§ **Your objective**:
Transcribe the listing verbatim, starting at the line that contains "Kindly provide the mask of every instance of the falling" and ending after the line that contains "90 86 L 106", both included.

§ **Rows**:
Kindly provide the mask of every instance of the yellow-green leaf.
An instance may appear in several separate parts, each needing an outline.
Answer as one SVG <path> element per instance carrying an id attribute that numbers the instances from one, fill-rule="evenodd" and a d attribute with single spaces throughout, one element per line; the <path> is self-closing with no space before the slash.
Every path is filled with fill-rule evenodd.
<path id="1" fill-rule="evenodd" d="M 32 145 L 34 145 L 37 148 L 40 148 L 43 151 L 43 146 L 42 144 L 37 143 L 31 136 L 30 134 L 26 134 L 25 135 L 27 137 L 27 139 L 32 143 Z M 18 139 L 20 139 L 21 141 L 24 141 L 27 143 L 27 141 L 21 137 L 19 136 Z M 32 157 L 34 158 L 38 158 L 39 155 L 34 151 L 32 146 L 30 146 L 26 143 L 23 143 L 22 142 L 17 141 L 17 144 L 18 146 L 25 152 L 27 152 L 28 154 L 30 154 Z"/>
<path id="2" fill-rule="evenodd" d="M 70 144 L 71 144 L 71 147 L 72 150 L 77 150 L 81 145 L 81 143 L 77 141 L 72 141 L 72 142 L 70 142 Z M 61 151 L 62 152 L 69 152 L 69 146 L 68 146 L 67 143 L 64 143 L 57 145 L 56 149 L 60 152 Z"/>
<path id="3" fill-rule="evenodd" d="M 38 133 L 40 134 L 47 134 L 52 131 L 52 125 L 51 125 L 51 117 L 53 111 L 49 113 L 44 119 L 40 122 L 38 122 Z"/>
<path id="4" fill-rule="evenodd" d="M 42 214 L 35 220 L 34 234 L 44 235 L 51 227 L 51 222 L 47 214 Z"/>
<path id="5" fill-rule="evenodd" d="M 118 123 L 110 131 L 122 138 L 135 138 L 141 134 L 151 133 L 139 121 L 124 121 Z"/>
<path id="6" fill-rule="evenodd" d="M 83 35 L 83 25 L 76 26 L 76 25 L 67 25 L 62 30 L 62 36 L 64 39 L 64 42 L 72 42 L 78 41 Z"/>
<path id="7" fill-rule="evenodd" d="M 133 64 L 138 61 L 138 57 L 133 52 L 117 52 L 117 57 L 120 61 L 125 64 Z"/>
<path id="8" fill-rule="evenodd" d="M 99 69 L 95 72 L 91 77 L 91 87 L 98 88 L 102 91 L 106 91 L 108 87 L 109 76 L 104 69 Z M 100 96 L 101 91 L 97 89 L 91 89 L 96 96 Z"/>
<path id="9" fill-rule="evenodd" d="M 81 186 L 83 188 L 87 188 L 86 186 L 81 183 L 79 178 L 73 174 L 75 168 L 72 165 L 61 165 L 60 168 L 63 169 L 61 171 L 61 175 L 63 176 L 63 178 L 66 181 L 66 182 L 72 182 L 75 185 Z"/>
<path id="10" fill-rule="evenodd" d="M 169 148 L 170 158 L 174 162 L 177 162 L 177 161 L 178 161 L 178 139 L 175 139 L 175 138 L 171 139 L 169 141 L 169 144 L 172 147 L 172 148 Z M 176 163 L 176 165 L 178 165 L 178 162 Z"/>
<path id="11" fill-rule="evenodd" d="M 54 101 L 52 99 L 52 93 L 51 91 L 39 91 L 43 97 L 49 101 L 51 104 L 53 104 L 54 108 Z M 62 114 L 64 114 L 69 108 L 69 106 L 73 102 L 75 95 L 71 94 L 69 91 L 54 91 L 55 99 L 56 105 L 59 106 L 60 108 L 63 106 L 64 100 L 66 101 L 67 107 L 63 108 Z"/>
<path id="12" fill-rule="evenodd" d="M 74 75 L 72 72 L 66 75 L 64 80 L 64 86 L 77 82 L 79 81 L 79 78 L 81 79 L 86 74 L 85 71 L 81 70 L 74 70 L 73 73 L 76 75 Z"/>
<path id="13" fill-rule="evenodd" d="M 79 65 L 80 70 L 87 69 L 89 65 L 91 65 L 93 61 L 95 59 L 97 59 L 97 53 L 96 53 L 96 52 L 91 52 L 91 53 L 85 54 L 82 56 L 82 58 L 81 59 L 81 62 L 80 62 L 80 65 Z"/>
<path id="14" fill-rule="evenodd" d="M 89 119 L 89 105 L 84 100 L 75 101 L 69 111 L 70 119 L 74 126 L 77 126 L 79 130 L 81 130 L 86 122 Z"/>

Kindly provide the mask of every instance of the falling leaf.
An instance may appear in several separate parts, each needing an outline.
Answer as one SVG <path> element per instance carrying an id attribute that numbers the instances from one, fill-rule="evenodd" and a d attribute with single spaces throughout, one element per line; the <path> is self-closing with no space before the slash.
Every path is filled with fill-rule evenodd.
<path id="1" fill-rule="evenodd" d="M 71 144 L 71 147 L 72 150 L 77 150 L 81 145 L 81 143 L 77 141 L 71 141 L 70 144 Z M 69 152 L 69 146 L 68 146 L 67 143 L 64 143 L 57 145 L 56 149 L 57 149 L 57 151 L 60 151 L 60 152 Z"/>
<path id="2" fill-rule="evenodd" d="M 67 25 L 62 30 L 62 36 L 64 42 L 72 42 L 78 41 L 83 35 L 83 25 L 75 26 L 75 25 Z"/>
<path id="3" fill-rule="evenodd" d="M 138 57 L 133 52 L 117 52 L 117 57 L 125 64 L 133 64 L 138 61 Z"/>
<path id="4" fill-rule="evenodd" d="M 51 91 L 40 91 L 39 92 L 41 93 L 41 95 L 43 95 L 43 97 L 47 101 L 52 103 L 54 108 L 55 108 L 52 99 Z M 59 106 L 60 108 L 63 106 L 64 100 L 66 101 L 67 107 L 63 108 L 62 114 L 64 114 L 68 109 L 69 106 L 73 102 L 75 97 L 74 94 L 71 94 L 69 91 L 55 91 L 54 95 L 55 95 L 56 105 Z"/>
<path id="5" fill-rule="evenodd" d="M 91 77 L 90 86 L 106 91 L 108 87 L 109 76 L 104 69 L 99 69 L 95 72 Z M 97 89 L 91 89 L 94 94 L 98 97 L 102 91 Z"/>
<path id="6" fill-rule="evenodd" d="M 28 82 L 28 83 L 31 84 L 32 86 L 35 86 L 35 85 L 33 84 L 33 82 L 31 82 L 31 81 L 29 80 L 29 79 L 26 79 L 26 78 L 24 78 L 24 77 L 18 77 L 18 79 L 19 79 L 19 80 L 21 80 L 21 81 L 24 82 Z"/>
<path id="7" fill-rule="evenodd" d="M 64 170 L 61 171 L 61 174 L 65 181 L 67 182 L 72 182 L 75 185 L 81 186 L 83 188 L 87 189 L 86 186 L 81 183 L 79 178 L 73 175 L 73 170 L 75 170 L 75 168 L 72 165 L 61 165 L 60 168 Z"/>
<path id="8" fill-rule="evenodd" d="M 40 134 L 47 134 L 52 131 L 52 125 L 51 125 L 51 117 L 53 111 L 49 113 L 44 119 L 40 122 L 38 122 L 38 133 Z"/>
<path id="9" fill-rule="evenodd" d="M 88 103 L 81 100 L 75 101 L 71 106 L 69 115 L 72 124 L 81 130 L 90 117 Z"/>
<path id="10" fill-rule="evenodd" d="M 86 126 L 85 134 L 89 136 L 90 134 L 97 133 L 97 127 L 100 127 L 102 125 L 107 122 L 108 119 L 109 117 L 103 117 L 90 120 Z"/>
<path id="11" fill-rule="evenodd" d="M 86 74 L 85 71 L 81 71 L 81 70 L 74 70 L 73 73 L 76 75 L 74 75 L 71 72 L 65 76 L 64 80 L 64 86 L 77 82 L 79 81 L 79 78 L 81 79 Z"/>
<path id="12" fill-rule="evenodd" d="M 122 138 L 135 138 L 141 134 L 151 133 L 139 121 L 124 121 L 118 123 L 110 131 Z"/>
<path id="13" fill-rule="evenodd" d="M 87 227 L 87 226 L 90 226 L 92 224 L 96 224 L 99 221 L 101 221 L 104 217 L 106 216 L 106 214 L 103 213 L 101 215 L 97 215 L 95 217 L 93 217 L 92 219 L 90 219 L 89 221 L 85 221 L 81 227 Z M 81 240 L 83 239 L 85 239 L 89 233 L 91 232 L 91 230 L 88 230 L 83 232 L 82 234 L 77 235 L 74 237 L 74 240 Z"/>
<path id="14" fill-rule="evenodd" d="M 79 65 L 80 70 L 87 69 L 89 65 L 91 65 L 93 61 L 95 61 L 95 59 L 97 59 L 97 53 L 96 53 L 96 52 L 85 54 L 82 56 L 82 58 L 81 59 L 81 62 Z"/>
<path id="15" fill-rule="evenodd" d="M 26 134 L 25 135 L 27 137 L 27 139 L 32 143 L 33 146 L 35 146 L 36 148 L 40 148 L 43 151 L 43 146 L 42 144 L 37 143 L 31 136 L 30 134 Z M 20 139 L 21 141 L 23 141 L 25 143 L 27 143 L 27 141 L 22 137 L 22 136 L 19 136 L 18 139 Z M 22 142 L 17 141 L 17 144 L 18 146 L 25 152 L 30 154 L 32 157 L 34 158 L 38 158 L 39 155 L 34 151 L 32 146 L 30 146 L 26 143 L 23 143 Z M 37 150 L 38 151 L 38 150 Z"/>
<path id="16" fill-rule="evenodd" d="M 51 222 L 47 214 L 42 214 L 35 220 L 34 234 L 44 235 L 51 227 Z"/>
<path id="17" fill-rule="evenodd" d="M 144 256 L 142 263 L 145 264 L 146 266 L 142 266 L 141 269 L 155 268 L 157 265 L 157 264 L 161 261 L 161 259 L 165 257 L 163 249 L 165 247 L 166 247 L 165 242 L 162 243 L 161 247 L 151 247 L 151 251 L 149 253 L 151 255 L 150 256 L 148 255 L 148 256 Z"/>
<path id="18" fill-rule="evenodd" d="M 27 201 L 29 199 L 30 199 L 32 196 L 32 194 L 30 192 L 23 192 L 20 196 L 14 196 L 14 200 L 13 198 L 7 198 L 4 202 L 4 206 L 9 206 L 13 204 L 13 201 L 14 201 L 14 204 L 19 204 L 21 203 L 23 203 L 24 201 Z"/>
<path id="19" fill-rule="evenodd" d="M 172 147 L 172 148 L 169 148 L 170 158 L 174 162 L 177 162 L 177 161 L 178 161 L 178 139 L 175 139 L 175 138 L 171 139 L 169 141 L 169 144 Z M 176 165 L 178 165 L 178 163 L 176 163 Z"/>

§ **Reply**:
Kindly provide the mask of every instance of the falling leaf.
An instance may appear in several separate parts, each needing an outline.
Answer as one SVG <path> element per instance carrying an id attribute that numbers the instances from one, fill-rule="evenodd" and a d attribute with single spaces throughout, one element per line; the <path> is self-closing with no space before the slash.
Every path is filled with fill-rule evenodd.
<path id="1" fill-rule="evenodd" d="M 71 144 L 71 147 L 72 150 L 77 150 L 81 145 L 81 143 L 77 141 L 71 141 L 70 144 Z M 69 152 L 69 146 L 68 146 L 67 143 L 64 143 L 57 145 L 56 149 L 57 149 L 57 151 L 60 151 L 60 152 Z"/>
<path id="2" fill-rule="evenodd" d="M 67 25 L 62 30 L 62 36 L 64 42 L 72 42 L 78 41 L 83 35 L 83 25 L 75 26 L 75 25 Z"/>
<path id="3" fill-rule="evenodd" d="M 138 57 L 133 52 L 117 52 L 117 57 L 125 64 L 133 64 L 138 61 Z"/>
<path id="4" fill-rule="evenodd" d="M 51 91 L 40 91 L 39 92 L 41 93 L 41 95 L 43 95 L 43 97 L 47 101 L 52 103 L 54 108 L 55 108 L 52 99 Z M 59 106 L 60 108 L 63 106 L 64 100 L 66 101 L 67 107 L 63 108 L 62 114 L 64 114 L 68 109 L 69 106 L 73 102 L 75 97 L 74 94 L 71 94 L 69 91 L 55 91 L 54 95 L 55 95 L 56 105 Z"/>
<path id="5" fill-rule="evenodd" d="M 91 77 L 90 86 L 106 91 L 108 87 L 109 76 L 104 69 L 99 69 L 95 72 Z M 97 89 L 91 89 L 94 94 L 98 97 L 102 91 Z"/>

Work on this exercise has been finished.